--- CONSIGNES À SUIVRE ---
1. Pouvez-vous reproduire mot pour mot le passage de la chronique sur le livre Mes Coréens qui commence à « Mes Coréens » et se termine à « avec la France. » ?
2. Pouvez-vous poursuivre la chronique sur le livre Mes Coréens à partir de sa dernière phrase ?

Chroniques Essais Une société en métamorphose

Mes Coréens

Georges Arsenijevic profite de tout ce qu'il a appris en occupant le poste de Conseiller au Centre culturel coréen de Paris pendant 35 ans, pour dresser un portrait de la Corée du Sud et de sa relation avec la France.

Georges Arsenijevic a occupé pendant 35 ans le poste de Conseiller au Centre culturel coréen de Paris. Avec cette position privilégiée, il a assisté et accompagné l’essor du soft-power culturel du pays. Il prend son poste en 1985, quelques années après les évènements de Kwangju et quelques années avant les JO en 1988, au moment où la Corée, soucieuse de son image et de sa place sur la scène internationale, investit dans son rayonnement international, dont les centres culturels constituent la pierre de touche. Le Centre de Paris, comme d’autres centres dans le monde, est dirigé par un directeur de nationalité coréenne et le personnel se partage en deux nationalités. Avec le titre de conseiller, Georges Arsenijevic fut aux premières loges des rapports entre France et Corée du Sud. Son livre, au titre annexant certes mais qui ne généralise pas au moins, se présente comme le témoignage en résumé de quelques moments de rencontres et de cultures entre un Français et des Coréens, durant ces trente-cinq années. Véritable vademecum de la communication interculturelle (comme elle se dit par erreur de nos jours), le livre se présente en courts chapitres thématiques et aborde les questions les plus essentielles quand on va à la rencontre d’une autre culture, surtout si elle est aussi éloignée de la France que la culture coréenne. Si le visiteur assidu de la Corée pourra réviser les fondamentaux de l’interrelation franco-coréenne, le néophyte ou voyageur épisodique découvrira l’art de ne pas faire (trop) d’erreurs avec les Coréens. Bien entendu, dès qu’il s’agit de relation, dès qu’il s’agit d’affects, la prudence guide l’auteur et Georges Arsenijevic prend la précaution de faire valoir sa subjectivité et son expérience personnelle des relations qu’il a entretenues pendant toutes ces années.

Étiquettes de photos avec cadres:
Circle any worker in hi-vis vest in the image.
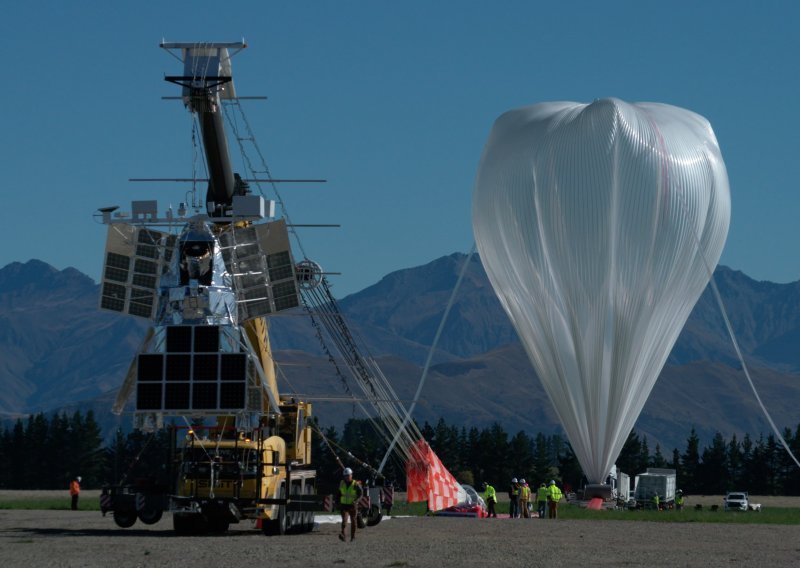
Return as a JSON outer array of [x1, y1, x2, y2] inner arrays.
[[519, 479, 531, 519], [547, 480, 564, 519], [508, 477, 519, 519], [536, 483, 550, 519], [69, 475, 81, 511], [339, 467, 362, 542], [482, 481, 497, 519]]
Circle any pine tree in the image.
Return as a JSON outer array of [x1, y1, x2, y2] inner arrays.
[[681, 427, 700, 493], [696, 432, 730, 495], [636, 436, 650, 472], [728, 434, 744, 490]]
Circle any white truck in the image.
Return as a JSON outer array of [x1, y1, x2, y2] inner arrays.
[[631, 467, 676, 509], [725, 491, 761, 511]]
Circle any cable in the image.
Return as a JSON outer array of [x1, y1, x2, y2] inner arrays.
[[378, 243, 476, 471]]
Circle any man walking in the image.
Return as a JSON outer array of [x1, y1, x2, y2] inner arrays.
[[508, 477, 519, 519], [519, 479, 531, 519], [69, 475, 81, 511], [547, 480, 563, 519], [536, 483, 550, 519], [339, 467, 362, 542], [483, 481, 497, 519]]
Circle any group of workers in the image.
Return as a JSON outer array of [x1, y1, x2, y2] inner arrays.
[[482, 477, 564, 519]]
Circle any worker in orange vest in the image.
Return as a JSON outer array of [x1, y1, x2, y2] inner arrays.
[[69, 475, 81, 511]]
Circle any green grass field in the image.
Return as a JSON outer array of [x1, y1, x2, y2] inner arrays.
[[0, 495, 100, 512], [6, 496, 800, 525], [392, 502, 800, 525]]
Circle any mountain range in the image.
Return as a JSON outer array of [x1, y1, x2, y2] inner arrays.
[[0, 254, 800, 451]]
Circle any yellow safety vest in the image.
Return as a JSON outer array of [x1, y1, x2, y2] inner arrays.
[[339, 481, 358, 505]]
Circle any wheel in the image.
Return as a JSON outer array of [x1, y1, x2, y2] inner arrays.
[[139, 507, 164, 525], [172, 513, 208, 536], [303, 485, 314, 532], [286, 485, 306, 533], [114, 509, 136, 529], [367, 505, 383, 527], [207, 517, 231, 534], [261, 488, 288, 536]]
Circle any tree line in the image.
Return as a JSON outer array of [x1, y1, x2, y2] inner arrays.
[[0, 411, 800, 495], [315, 419, 800, 495]]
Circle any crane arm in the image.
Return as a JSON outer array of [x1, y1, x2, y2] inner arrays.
[[161, 42, 247, 217]]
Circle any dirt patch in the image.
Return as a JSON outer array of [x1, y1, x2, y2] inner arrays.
[[0, 511, 800, 568]]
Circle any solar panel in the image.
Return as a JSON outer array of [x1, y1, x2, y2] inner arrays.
[[220, 220, 300, 321], [100, 223, 175, 319], [136, 325, 252, 414]]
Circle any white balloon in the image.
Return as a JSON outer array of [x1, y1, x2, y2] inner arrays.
[[472, 99, 730, 483]]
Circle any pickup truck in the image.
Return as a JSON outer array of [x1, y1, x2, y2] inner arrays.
[[725, 491, 750, 511]]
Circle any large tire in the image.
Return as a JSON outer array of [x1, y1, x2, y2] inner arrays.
[[367, 505, 383, 527], [114, 509, 136, 529], [303, 485, 314, 532], [261, 488, 289, 536], [207, 517, 231, 534], [139, 507, 164, 525], [172, 513, 207, 536]]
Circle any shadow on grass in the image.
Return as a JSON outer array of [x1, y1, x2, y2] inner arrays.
[[2, 527, 266, 538]]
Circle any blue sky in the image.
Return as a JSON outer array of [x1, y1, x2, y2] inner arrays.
[[0, 1, 800, 297]]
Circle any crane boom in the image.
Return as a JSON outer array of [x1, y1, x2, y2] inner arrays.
[[161, 42, 247, 217]]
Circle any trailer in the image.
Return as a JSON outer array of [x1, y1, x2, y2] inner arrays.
[[629, 467, 677, 509]]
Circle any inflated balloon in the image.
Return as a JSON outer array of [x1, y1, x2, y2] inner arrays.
[[473, 99, 730, 483]]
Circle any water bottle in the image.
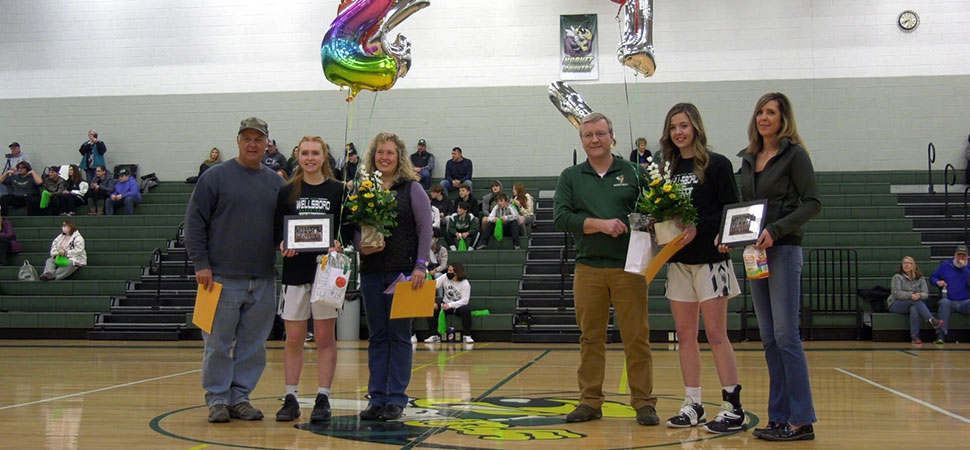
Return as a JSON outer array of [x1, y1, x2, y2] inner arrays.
[[742, 245, 769, 280]]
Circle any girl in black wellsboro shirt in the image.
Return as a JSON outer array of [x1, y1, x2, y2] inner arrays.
[[660, 103, 747, 433], [276, 136, 344, 421]]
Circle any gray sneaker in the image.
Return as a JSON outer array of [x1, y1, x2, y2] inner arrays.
[[229, 402, 263, 420], [209, 403, 229, 423]]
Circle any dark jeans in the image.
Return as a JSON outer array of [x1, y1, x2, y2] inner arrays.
[[445, 231, 478, 248], [478, 222, 519, 245], [428, 304, 472, 336], [360, 272, 412, 408], [0, 194, 41, 217]]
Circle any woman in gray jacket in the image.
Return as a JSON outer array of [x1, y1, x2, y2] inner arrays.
[[720, 92, 822, 441], [886, 256, 943, 345]]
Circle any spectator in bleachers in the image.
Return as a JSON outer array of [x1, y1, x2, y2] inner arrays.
[[428, 236, 448, 276], [40, 220, 88, 281], [104, 169, 141, 216], [78, 130, 108, 182], [511, 183, 536, 236], [738, 92, 822, 441], [424, 262, 475, 344], [451, 184, 482, 217], [3, 142, 30, 172], [0, 161, 44, 217], [441, 147, 474, 192], [0, 142, 29, 196], [263, 139, 286, 179], [57, 164, 88, 216], [185, 147, 222, 183], [630, 137, 651, 169], [411, 139, 434, 189], [340, 143, 360, 188], [930, 245, 970, 344], [42, 166, 67, 216], [0, 217, 24, 266], [886, 256, 943, 345], [477, 192, 521, 250], [660, 103, 747, 433], [481, 180, 504, 222], [445, 201, 478, 251], [85, 166, 118, 216]]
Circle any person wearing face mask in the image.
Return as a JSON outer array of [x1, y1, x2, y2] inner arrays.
[[40, 220, 88, 281], [930, 245, 970, 344], [424, 263, 475, 344]]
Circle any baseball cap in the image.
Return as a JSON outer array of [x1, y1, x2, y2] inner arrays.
[[239, 117, 269, 136]]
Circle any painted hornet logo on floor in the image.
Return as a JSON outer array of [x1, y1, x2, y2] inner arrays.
[[296, 397, 636, 448]]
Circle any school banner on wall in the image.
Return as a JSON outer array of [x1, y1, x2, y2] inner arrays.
[[559, 14, 599, 80]]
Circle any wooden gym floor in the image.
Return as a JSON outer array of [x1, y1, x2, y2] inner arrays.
[[0, 340, 970, 450]]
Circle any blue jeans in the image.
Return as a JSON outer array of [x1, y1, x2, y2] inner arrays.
[[749, 245, 817, 426], [418, 169, 431, 191], [360, 272, 412, 408], [441, 179, 472, 193], [104, 195, 141, 216], [937, 297, 970, 334], [889, 300, 933, 336], [202, 275, 276, 406]]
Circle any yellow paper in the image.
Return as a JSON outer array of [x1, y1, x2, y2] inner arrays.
[[643, 233, 686, 285], [391, 280, 437, 319], [192, 281, 222, 334]]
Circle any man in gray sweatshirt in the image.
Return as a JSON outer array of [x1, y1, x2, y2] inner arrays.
[[185, 117, 283, 422]]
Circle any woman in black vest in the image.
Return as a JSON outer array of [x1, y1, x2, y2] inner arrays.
[[354, 133, 431, 420]]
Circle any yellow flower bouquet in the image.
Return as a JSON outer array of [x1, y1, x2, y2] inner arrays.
[[344, 170, 397, 247], [636, 158, 697, 240]]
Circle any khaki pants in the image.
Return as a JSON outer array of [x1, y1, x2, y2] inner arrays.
[[573, 264, 657, 409]]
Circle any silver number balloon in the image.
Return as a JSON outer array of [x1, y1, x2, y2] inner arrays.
[[616, 0, 657, 77], [549, 81, 593, 129]]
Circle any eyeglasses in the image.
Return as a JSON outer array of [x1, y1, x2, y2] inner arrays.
[[582, 131, 610, 141]]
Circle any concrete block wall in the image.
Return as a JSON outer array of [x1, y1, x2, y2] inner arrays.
[[0, 0, 970, 179]]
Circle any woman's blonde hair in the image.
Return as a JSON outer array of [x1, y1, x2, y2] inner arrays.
[[364, 133, 421, 185], [896, 256, 923, 280], [660, 103, 711, 183], [748, 92, 805, 155], [286, 136, 333, 203]]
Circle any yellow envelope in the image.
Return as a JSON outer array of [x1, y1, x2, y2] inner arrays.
[[192, 281, 222, 334], [391, 280, 437, 319]]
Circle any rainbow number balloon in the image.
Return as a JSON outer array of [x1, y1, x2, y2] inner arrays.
[[320, 0, 431, 101]]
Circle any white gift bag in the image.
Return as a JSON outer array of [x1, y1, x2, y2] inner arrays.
[[310, 252, 350, 309], [623, 231, 659, 274]]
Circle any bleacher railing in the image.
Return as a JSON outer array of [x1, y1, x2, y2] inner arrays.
[[802, 248, 862, 339]]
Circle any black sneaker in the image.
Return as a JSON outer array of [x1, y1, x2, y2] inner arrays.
[[209, 403, 229, 423], [760, 425, 815, 441], [637, 405, 660, 426], [667, 397, 707, 428], [310, 394, 330, 422], [276, 394, 300, 422], [566, 404, 603, 423], [751, 421, 789, 438], [704, 402, 748, 433]]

--- RÉPONSES RÉDIGÉES ---
1.
Mes Coréens

Georges Arsenijevic profite de tout ce qu'il a appris en occupant le poste de Conseiller au Centre culturel coréen de Paris pendant 35 ans, pour dresser un portrait de la Corée du Sud et de sa relation avec la France.

2.
Le livre de Georges Arsenijevic visite quelques traits majeurs de la culture coréenne (le jeong, le han, la hiérarchie, la face, etc.) et leur donne une lecture destinée à éviter le fourvoiement (l’auteur puise dans son expérience et montre qu’il n’est pas toujours aisé d’éviter le petit drame de l’incompréhension). Ainsi par exemple, le débat pour lequel les Coréens n’ont pas une pratique très développée (lisez le livre, vous saurez pourquoi) souvent source de conflit ou d’une soudaine et incompréhensible froideur de la part de l’interlocuteur coréen. Mais si vous parlez coréen vous minimisez le risque de passer à côté de situations où il faut justement être très présent. Toutes les précautions proposées par l’auteur sont particulièrement utiles dans le cadre de rencontres professionnelles au cours desquelles les enjeux peuvent être importants. Surtout si elles sont destinées à être brèves, ou à ne pas se renouveler. Un faux pas de votre part ne mettra pas fin automatiquement à la relation mais pourra laisser une impression de décontraction exagérée à leur égard. Rassurez-vous, depuis ces dix, vingt dernières années, la présence et la multiplication des contacts avec les cultures étrangères ont renforcé chez les Coréens la compréhension des codes étrangers. Et, découvrant la complexité des codes étrangers, commettant eux-aussi quelques erreurs, ils ont appris à devenir plus compréhensifs avec la méconnaissance ou l’incompréhension dont ils sont souvent victimes. Aussi, il est fréquent de nos jours qu’ils prennent avec humour et, parfois avec un certain sens de l’auto-dérision, la faute que vous pourriez commettre à leur encontre. Puis, un autre paramètre joue : l’âge de l’interlocuteur coréen, s’il est jeune ou plus âgé voire très âgé, vous aurez à devoir fournir des efforts particuliers, notamment s’il est plus âgé que vous. À l’inverse, une politesse attentionnée envers un interlocuteur plus jeune que vous le mettra mal à l’aise.

Si vous vous adressez à eux, sans préjugé, sans intention de prendre le dessus sur la relation, sans la morgue française bien connue, sans la volonté impérialiste d’instumentaliser l’autre oriental, vous découvrirez un peuple pas plus facile ni plus compliqué qu’un autre à comprendre. Mais parler des Coréens de la part d’un Français, c’est inévitablement parler des Français. Il n’y a pas mieux pour se regarder que d’utiliser un miroir étranger, aurait pu dire E. Saïd. On retrouve dans le propos et le vécu de Georges Arsenijevic les traits caractéristiques de notre culture, souvent renforcés d’ailleurs dans le contact avec des étrangers. L’épisode du spectacle chamanique est à ce titre édifiant.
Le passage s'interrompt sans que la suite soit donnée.